Published on Thursday, January 18, 2007 by The Nation
An Impartial Interrogation of George W. Bush
by George McGovern
http://www.commondreams.org/views07/0118-26.htm
Senator George McGovern delivered these remarks at the National
Press Club January 12. They are published here as part of Moral
Compass, a series focusing on the spoken word.
I'm glad to be back at the National Press Club. Indeed, at the
age of eighty-four, I'm glad to be anywhere. In my younger years
when the subject of aging came up, trying to sound worldly wise,
I would say, "It doesn't matter so much the number of years you
have, but what you do with those years." I don't say that
anymore. I now want to reach a hundred. Why? Because I
thoroughly enjoy life and there are so many things I must still
do before entering the mystery beyond. The most urgent of these
is to get American soldiers out of the Iraqi hellhole
Bush-Cheney and their neoconservative theorists have created in
what was once called the cradle of civilization. It is believed
to be the location of the Garden of Eden. I mention the
neoconservative theorists to recall Walter Lippman's observance,
"There is nothing so dangerous as a belligerent professor."
One of the things I miss about my eighteen years in the US
Senate are the stories of the old Southern Democrats. I didn't
always vote with them, but I loved their technique of responding
to an opponent's questions with a humorous story. Once when
Senator Sam Ervin of North Carolina had to handle a tough
question from Mike Mansfield, he said, "You know, Mr. Leader,
that question reminds me of the old Baptist preacher who was
telling a class of Sunday school boys the creation story. 'God
created Adam and Eve and from this union came two sons, Cain and
Abel and thus the human race developed.' A boy in the class then
asked, 'Reverend, where did Cain and Abel get their wives?'
After frowning for a moment, the preacher replied, 'Young
man--it's impertinent questions like that that's hurtin'
religion.'"

--- Task goal ---
Repeat the excerpt of George McGovern's National Press Club remarks above word for word, from the publication line through the final sentence.

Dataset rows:
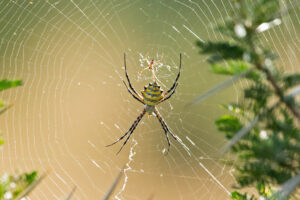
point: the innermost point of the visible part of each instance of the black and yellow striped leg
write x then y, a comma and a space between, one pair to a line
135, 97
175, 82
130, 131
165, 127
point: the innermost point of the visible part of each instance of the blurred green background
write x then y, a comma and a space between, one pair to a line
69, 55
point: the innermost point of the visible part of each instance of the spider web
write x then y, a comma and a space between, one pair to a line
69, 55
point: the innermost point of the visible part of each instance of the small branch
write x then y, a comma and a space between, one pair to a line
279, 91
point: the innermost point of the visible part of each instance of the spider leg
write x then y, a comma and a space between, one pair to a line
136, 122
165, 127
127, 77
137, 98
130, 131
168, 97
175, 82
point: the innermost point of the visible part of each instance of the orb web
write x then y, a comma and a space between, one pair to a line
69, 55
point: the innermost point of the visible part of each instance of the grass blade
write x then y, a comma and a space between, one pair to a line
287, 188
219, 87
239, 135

--

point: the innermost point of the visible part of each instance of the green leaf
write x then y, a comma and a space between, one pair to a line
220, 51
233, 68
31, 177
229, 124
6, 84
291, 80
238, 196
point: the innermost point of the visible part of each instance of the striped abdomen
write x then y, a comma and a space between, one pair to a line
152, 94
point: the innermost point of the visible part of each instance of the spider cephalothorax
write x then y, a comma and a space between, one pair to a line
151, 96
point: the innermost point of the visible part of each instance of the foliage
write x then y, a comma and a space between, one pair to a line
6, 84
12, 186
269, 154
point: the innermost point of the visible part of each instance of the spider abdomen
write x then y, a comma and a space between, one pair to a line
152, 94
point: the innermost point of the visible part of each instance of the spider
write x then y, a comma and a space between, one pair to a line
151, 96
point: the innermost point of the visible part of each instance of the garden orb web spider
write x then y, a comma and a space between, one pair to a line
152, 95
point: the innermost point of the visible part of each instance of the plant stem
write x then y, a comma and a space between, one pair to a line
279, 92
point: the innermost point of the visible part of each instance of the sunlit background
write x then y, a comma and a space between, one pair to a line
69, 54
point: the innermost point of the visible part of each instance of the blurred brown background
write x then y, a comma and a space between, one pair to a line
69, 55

--- The completed task ---
Published on Thursday, January 18, 2007 by The Nation
An Impartial Interrogation of George W. Bush
by George McGovern
http://www.commondreams.org/views07/0118-26.htm
Senator George McGovern delivered these remarks at the National
Press Club January 12. They are published here as part of Moral
Compass, a series focusing on the spoken word.
I'm glad to be back at the National Press Club. Indeed, at the
age of eighty-four, I'm glad to be anywhere. In my younger years
when the subject of aging came up, trying to sound worldly wise,
I would say, "It doesn't matter so much the number of years you
have, but what you do with those years." I don't say that
anymore. I now want to reach a hundred. Why? Because I
thoroughly enjoy life and there are so many things I must still
do before entering the mystery beyond. The most urgent of these
is to get American soldiers out of the Iraqi hellhole
Bush-Cheney and their neoconservative theorists have created in
what was once called the cradle of civilization. It is believed
to be the location of the Garden of Eden. I mention the
neoconservative theorists to recall Walter Lippman's observance,
"There is nothing so dangerous as a belligerent professor."
One of the things I miss about my eighteen years in the US
Senate are the stories of the old Southern Democrats. I didn't
always vote with them, but I loved their technique of responding
to an opponent's questions with a humorous story. Once when
Senator Sam Ervin of North Carolina had to handle a tough
question from Mike Mansfield, he said, "You know, Mr. Leader,
that question reminds me of the old Baptist preacher who was
telling a class of Sunday school boys the creation story. 'God
created Adam and Eve and from this union came two sons, Cain and
Abel and thus the human race developed.' A boy in the class then
asked, 'Reverend, where did Cain and Abel get their wives?'
After frowning for a moment, the preacher replied, 'Young
man--it's impertinent questions like that that's hurtin'
religion.'"